* **Directions**: In your copy, reproduce each entry exactly and leave out the pictures.
[Opening Dataset content section]
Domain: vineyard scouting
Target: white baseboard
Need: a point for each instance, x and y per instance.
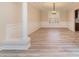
(19, 46)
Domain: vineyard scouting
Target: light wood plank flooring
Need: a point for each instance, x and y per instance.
(50, 43)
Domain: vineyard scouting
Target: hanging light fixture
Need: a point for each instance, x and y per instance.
(54, 10)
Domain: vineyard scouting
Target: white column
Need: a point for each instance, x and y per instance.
(23, 42)
(24, 33)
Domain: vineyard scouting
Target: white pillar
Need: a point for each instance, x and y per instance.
(23, 42)
(24, 37)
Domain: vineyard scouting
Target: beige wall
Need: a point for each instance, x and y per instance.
(63, 19)
(9, 13)
(33, 19)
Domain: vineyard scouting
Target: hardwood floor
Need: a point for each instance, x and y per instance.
(50, 43)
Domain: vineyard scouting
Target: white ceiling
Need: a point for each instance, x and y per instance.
(49, 5)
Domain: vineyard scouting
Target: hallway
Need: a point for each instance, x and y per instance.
(48, 43)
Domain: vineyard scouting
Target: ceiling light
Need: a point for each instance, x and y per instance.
(53, 11)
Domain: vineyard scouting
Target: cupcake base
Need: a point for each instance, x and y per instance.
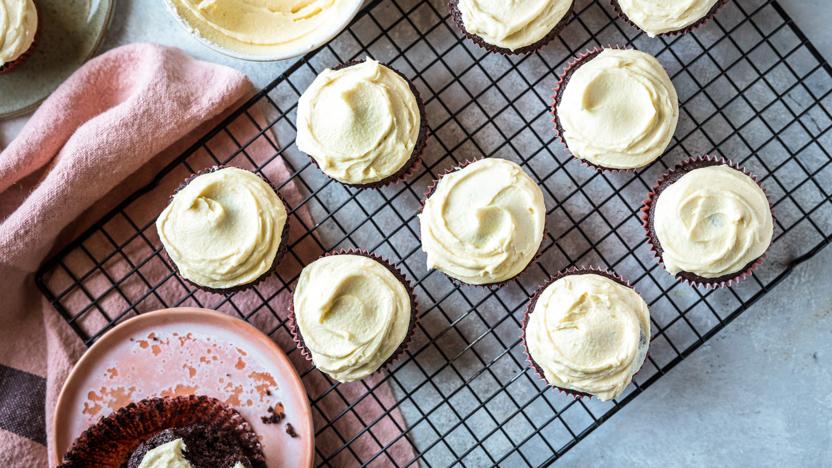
(282, 248)
(112, 440)
(620, 13)
(294, 330)
(648, 214)
(533, 302)
(453, 9)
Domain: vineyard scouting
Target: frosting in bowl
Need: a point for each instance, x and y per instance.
(360, 123)
(619, 109)
(223, 229)
(352, 313)
(483, 223)
(712, 222)
(18, 25)
(588, 333)
(265, 28)
(660, 16)
(512, 24)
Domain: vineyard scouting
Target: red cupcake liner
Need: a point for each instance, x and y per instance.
(456, 15)
(282, 248)
(533, 302)
(647, 214)
(294, 330)
(112, 440)
(709, 16)
(459, 283)
(412, 164)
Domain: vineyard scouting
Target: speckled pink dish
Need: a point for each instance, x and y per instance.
(189, 351)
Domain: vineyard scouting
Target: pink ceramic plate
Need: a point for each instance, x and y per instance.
(189, 351)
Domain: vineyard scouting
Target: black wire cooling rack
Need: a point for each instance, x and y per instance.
(752, 89)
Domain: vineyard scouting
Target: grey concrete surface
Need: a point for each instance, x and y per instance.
(758, 394)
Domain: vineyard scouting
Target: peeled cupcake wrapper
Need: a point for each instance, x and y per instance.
(459, 283)
(281, 249)
(666, 180)
(456, 15)
(112, 440)
(560, 87)
(412, 165)
(533, 302)
(294, 330)
(719, 4)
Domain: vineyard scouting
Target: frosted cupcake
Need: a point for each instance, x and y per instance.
(483, 223)
(362, 123)
(616, 109)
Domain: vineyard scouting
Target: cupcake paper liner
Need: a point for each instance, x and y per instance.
(294, 330)
(719, 4)
(533, 302)
(459, 283)
(412, 164)
(112, 440)
(281, 249)
(456, 15)
(560, 87)
(647, 213)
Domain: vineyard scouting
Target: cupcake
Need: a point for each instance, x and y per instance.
(224, 229)
(187, 431)
(362, 123)
(18, 29)
(352, 313)
(709, 222)
(657, 17)
(483, 223)
(616, 109)
(586, 333)
(511, 27)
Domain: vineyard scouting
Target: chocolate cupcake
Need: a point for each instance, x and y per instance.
(198, 430)
(506, 28)
(362, 123)
(224, 230)
(18, 32)
(615, 109)
(482, 223)
(658, 18)
(352, 313)
(586, 333)
(708, 222)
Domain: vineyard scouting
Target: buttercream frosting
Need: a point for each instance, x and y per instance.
(167, 455)
(483, 223)
(18, 24)
(352, 312)
(589, 334)
(712, 222)
(265, 27)
(660, 16)
(619, 109)
(223, 229)
(512, 24)
(360, 123)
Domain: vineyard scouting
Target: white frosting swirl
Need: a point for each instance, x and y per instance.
(18, 25)
(660, 16)
(483, 223)
(589, 334)
(352, 312)
(619, 110)
(712, 222)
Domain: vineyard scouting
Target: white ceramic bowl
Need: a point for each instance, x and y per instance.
(321, 37)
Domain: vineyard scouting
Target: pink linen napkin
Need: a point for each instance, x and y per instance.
(104, 133)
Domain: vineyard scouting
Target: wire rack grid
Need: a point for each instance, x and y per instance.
(751, 88)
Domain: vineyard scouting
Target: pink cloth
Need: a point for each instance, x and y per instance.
(104, 133)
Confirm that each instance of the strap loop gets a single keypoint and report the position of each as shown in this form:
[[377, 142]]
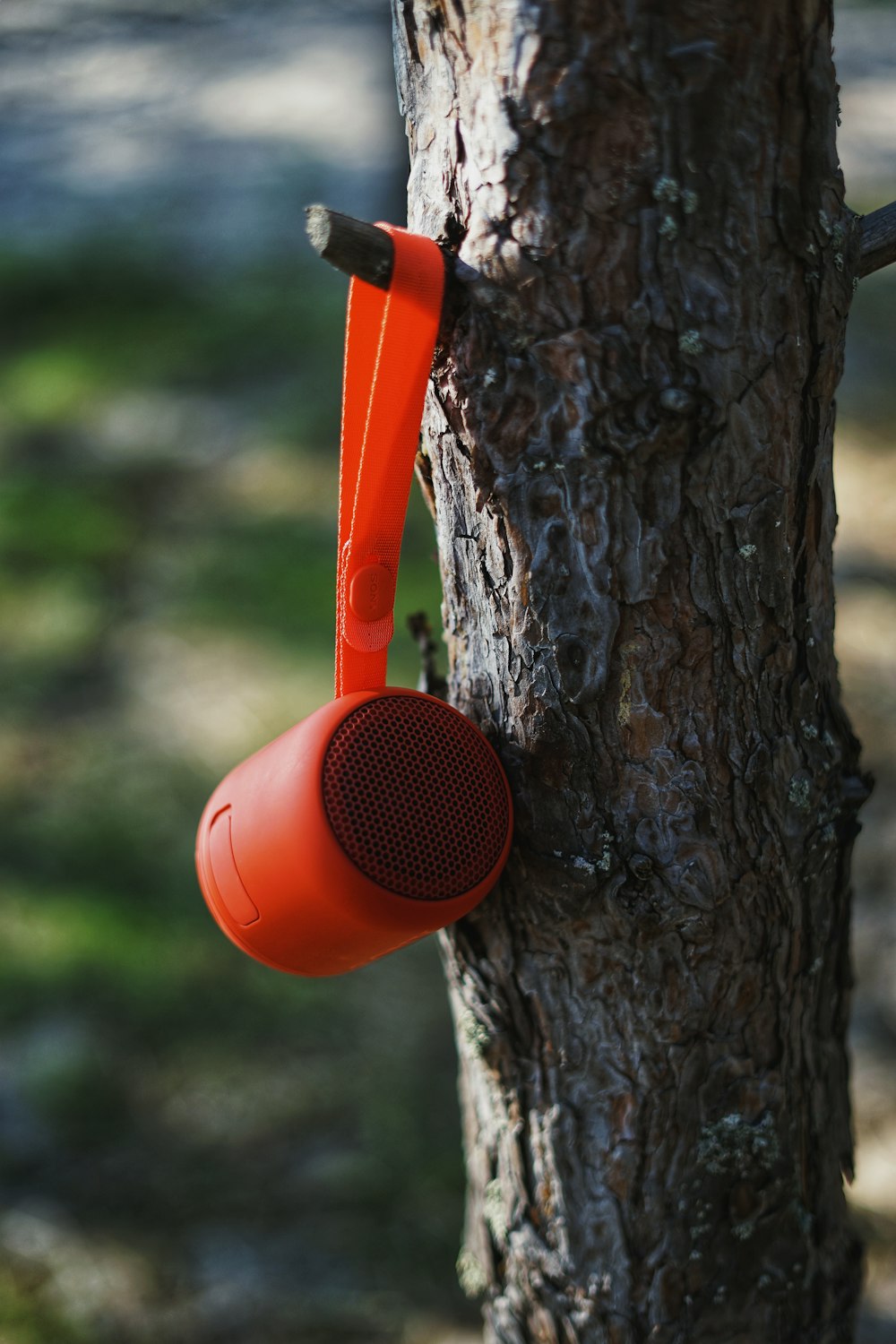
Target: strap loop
[[390, 339]]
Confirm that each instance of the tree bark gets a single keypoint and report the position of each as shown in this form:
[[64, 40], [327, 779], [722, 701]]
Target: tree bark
[[627, 452]]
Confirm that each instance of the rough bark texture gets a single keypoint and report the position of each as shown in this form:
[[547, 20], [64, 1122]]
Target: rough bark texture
[[629, 459]]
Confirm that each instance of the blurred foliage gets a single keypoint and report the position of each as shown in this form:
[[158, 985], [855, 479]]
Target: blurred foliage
[[169, 489]]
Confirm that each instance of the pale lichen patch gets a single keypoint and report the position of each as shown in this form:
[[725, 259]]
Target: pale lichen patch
[[691, 343], [470, 1274], [735, 1147]]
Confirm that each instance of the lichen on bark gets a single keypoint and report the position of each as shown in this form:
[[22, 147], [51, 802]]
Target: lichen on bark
[[627, 454]]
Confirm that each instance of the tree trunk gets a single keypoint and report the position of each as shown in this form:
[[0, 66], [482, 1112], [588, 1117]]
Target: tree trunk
[[629, 461]]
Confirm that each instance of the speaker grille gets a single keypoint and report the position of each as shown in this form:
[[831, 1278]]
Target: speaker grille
[[416, 797]]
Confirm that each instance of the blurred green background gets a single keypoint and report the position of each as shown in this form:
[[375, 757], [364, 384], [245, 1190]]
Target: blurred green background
[[194, 1148]]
[Closing Dataset content section]
* **Solution**:
Domain: vineyard scouting
Target: white baseboard
Need: a point for each instance, x and y per instance.
(19, 46)
Domain: vineyard scouting
Target: light wood plank flooring
Need: a point for each instance, x and y per instance.
(50, 43)
Domain: vineyard scouting
Target: hanging light fixture
Need: a point for each instance, x and y per instance.
(54, 10)
Domain: vineyard scouting
Target: white column
Need: a point for each instance, x and y per instance.
(23, 42)
(24, 33)
Domain: vineyard scouting
Target: white pillar
Need: a point for each instance, x and y per instance.
(23, 42)
(24, 37)
Domain: vineyard scouting
Target: beige wall
Need: a point for each instance, x and y per instance.
(63, 19)
(9, 13)
(33, 19)
Domain: vineyard scouting
Target: hardwood floor
Need: a point for each instance, x and y per instance.
(50, 43)
Domain: vineyard scouting
Target: white ceiling
Need: a point for each instance, x and y per instance.
(49, 5)
Domain: vineyard scouting
Target: hallway
Need: a point for each instance, x and y per instance.
(48, 43)
Domain: vineyard scouting
Target: ceiling light
Need: a point for each instance, x and y per instance.
(53, 11)
Domain: vineyard scouting
Target: cupcake base
Need: a point for each instance, x and y per instance.
(282, 248)
(112, 440)
(620, 13)
(294, 330)
(648, 214)
(533, 302)
(453, 9)
Domain: vineyard scouting
Target: frosting in bowl
Need: a point for each instance, x and y per instance.
(360, 123)
(619, 109)
(223, 229)
(352, 313)
(483, 223)
(712, 222)
(18, 25)
(588, 333)
(265, 28)
(660, 16)
(512, 24)
Domain: vineyard scouting
Target: red cupcake liner
Need: a point for each instance, x and y per instance.
(456, 15)
(282, 248)
(533, 302)
(647, 214)
(294, 330)
(112, 440)
(709, 16)
(459, 283)
(412, 164)
Domain: vineyard scouting
Target: speckled pink dish
Need: a point for each instance, x and y per instance.
(189, 351)
Domain: vineyard scouting
Target: pink ceramic plate
Need: a point for each instance, x and y per instance.
(189, 351)
Domain: vineyard scouting
Target: black wire cooling rack
Need: a point for each instance, x and y per instance.
(752, 89)
Domain: vineyard scouting
Target: grey concrete surface
Need: a point for each instance, x and y per instance.
(758, 394)
Domain: vineyard scouting
Target: peeled cupcake wrapper
Need: a point for each instance, x and y per instance.
(459, 283)
(281, 249)
(666, 180)
(456, 15)
(112, 440)
(560, 87)
(412, 165)
(533, 302)
(294, 330)
(719, 4)
Domain: vineyard scouting
Target: frosted cupcake
Need: a point for each instance, x and y per instance.
(483, 223)
(362, 123)
(616, 109)
Domain: vineyard scouting
Target: cupcake paper liner
Need: a point for each instance, x and y per instance.
(294, 330)
(719, 4)
(533, 302)
(459, 283)
(412, 164)
(112, 440)
(281, 249)
(456, 15)
(560, 87)
(647, 213)
Domain: vineyard scouting
Target: cupcake
Need: a point for each instance, x and y per instance.
(224, 229)
(187, 431)
(362, 123)
(18, 29)
(352, 313)
(709, 222)
(657, 17)
(483, 223)
(616, 109)
(586, 333)
(511, 27)
Domain: vineyard scouting
Target: chocolate cupcake
Need: a point for each instance, x and y per instance.
(198, 430)
(506, 28)
(362, 123)
(224, 230)
(18, 32)
(615, 109)
(482, 223)
(658, 18)
(352, 313)
(586, 333)
(708, 222)
Domain: vineyard scouting
Target: buttercream frosting
Need: a point for each instance, x and y per instance.
(167, 455)
(483, 223)
(18, 24)
(352, 312)
(589, 334)
(712, 222)
(265, 27)
(660, 16)
(619, 109)
(223, 229)
(512, 24)
(360, 123)
Domain: vineyard scouting
Target: white frosting swirl
Need: a point for each instance, x and y per instance.
(18, 25)
(660, 16)
(483, 223)
(589, 334)
(352, 312)
(619, 110)
(712, 222)
Domain: vineyard scouting
Target: white ceramic bowl
Need: a point for each instance, x and y per instance.
(321, 37)
Domain: vineyard scouting
Target: pink linen napkin
Need: a point for each instance, x and y per instance.
(104, 133)
Domain: vineyard scouting
Target: wire rack grid
Need: a point for each instance, x and y per instance.
(751, 88)
Domain: vineyard scouting
Target: pink cloth
Need: a point for each instance, x and y per instance.
(104, 133)
Confirm that each instance of the strap loop gets a single keypoint and report the position of each as shown in this form:
[[377, 142]]
Target: strap loop
[[390, 339]]
Confirm that each instance of the tree bark gets a single keypoint and report the position of each as shown in this form:
[[64, 40], [327, 779], [722, 701]]
Target: tree bark
[[627, 452]]
Confirm that each instance of the rough bark texture gets a single keypoint and report the position of each as shown in this form:
[[547, 20], [64, 1122]]
Target: rough bark texture
[[629, 459]]
Confirm that each instance of the blurred foliage gets a single keypoint and report the position of each as shown in this form:
[[158, 985], [855, 479]]
Target: blurred foliage
[[169, 489]]
Confirm that each instance of the pale lichen patch gets a single keypoint and report the position of each as shown in this form:
[[725, 259]]
Target: pale lichen patch
[[691, 343], [470, 1274], [735, 1147]]
Confirm that each instance of the lichen on bark gets a single keypoint and report the position of each as shown in this form:
[[22, 147], [51, 802]]
Target: lichen on bark
[[627, 454]]
Confirm that each instance of the tree trunk gets a single keypoint and report the position of each as shown in this form:
[[0, 66], [482, 1112], [588, 1117]]
Target: tree trunk
[[629, 461]]
Confirm that each instance of the speaker grille gets a single keypoint and report the position of each as shown in this form:
[[831, 1278]]
Target: speaker grille
[[416, 797]]
Confirm that each instance of the blurred green background gets a single keypoint and report the position of each as shown in this form:
[[375, 757], [364, 384], [245, 1190]]
Target: blurred green background
[[194, 1148]]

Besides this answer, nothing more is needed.